(What is expected)
Continue the article on free speech in the workplace from the point where it stops.

══ Page text ══

Does Free Speech Exist in the Workplace?

The First Amendment protects our right to free speech. It’s importance as a pillar of our democracy is something we’re taught in grade school, and a virtue we’re told to never take for granted.

Earlier this month, Google made headlines when it terminated an employee for circulating an internal “manifesto” in which he claimed women may be less suited for certain engineering roles than men. Among legal scholars and the general public, the firing rekindled a nationwide debate on whether the First Amendment applies to the workplace.

Did Google act within its rights as an employer? Do our rights as free individuals differ from our rights as employees? These are simple questions with complicated answers. Read on to learn what federal and state employment laws say on the matter.

In the Workplace

Right or wrong, private employers generally have the authority to discipline or terminate an employee for any reason. This is because of something called “at-will employment,” or a contractual employer-employee relationship that allows either party to go separate ways at any time, without just cause. As long as the termination does not violate an existing federal or state law, it’s perfectly legal.

═══
══ Collected material ══

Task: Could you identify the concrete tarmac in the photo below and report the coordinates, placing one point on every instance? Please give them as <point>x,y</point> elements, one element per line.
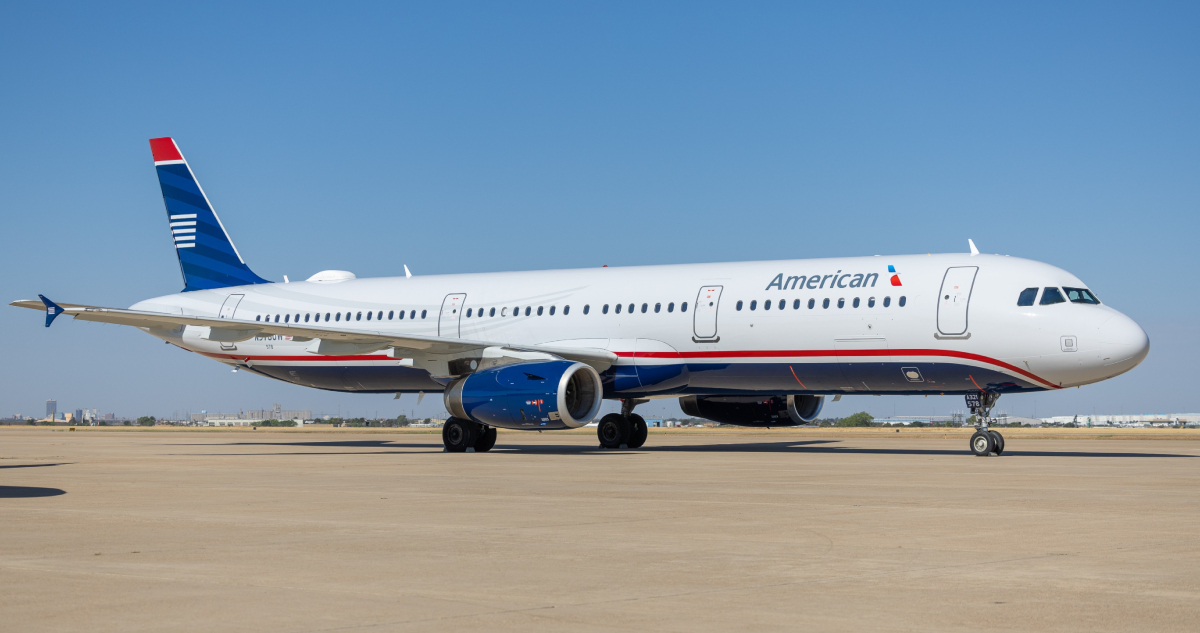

═══

(Output below)
Simply put, while the U.S. Constitution may protect your right to free speech as a public citizen, it offers little to no protection to you as an employee.

While the above applies in most cases, at-will employment does have its limits. Nationally, Title VII of the Civil Rights Act makes it unlawful to discriminate against an employee due to their race, color, religion, sex and national origin. Over a dozen states and nearly 200 local governments also prohibit sexual orientation and gender identity discrimination. While party isn’t a protected class, some states, like California and New York, have separate protections limiting an employer’s right to terminate based on political leanings, unless a tangible business impact can be demonstrated.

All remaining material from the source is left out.